ACTION ITEM
Extend the news article about the Kentucky Supreme Court striking down the medical review panel law, starting right after its last sentence.

EXCERPTED PASSAGE
* * *

Judicial Advocacy

Top Kentucky court strikes down law on medical review panels

. 4 MIN READ
By
Tanya Albert Henry , Contributing News Writer

Kentucky physicians will continue to face meritless lawsuits thanks to a recent commonwealth high court ruling.

The Supreme Court of Kentucky has struck down a 2017 state law that created a medical review panel, a group of experts who were to evaluate medical liability claims to ensure they had merit before a plaintiff filed a lawsuit against a health care provider.

The Litigation Center of the American Medical Association and State Medical Societies and the Kentucky Medical Association (KMA) filed an amicus brief that urged the Kentucky Supreme Court to keep the law intact after a patient seeking to file a claim challenged the law shortly after it was passed. The Litigation Center also helped offset the expenses the KMA incurred in the trial court.

KMA leaders said they were “extremely disappointed” in the ruling in Commonwealth of Kentucky v. Claycomb.

* * *

RECORDED DATA
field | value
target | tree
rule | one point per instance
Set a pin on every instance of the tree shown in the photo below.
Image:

* * *

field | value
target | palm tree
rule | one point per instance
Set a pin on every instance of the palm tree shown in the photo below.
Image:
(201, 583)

* * *

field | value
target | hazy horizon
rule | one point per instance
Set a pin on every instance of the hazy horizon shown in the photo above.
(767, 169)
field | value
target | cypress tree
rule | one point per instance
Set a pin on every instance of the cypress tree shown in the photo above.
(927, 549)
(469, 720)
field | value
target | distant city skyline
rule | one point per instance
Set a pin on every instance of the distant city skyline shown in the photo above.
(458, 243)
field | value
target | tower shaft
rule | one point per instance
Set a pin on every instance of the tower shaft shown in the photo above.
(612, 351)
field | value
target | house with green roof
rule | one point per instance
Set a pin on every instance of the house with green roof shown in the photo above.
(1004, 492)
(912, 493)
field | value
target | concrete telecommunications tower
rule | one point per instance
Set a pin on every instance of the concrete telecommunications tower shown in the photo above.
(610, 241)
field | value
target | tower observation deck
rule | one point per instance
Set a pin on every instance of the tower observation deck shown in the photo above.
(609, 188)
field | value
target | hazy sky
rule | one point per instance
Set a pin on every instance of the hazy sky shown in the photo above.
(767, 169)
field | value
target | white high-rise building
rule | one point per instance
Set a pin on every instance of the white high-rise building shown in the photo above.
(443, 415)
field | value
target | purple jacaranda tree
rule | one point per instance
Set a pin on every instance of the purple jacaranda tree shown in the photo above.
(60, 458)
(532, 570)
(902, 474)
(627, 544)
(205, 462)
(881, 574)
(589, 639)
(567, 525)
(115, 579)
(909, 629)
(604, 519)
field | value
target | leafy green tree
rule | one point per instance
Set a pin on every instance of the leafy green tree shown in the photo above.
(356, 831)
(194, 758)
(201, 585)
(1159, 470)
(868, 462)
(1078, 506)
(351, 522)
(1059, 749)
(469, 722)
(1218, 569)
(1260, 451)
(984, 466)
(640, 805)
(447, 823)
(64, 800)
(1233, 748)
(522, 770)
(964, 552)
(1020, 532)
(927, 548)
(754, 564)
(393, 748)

* * *

RESULT FOR THIS EXERCISE
“Kentucky now remains one of the few states in the country with no meaningful tort reform, including medical liability reform, making our system more susceptible to higher costs and frivolous lawsuits,” the KMA said in a statement after the ruling.

Implementation of medical review panels dates back to 1975, when Indiana began using them to weed out frivolous lawsuits before physicians and the health care system had to spend money to defend meritless claims. More than a dozen states now have laws that require some form of a medical review panel that must give an OK before a medical liability lawsuit is filed, according to the National Conference of State Legislatures.

Seeing the need for tort reform, KMA leaders were among those who worked with legislative leaders and legal experts to help pass a law that was fair and could survive a constitutional challenge.

“Despite this work, the court has chosen to uphold the status quo that discourages physician recruitment, inhibits access to quality health care and increases patient costs, while also ensuring that the litigation process for those who have justifiable claims will remain long and complicated,” KMA leaders said.

How the high court saw it

In its unanimous ruling, justices from Kentucky’s highest court said that the Medical Review Panel Act (MRPA) delays access to the courts, violating Kentucky’s constitution.

Kentucky lawmakers established a system that would have prevented malpractice and malpractice-related claims against a health care provider from being filed in court until the complaint had been put before a medical review panel and that body gave its opinion on the merits.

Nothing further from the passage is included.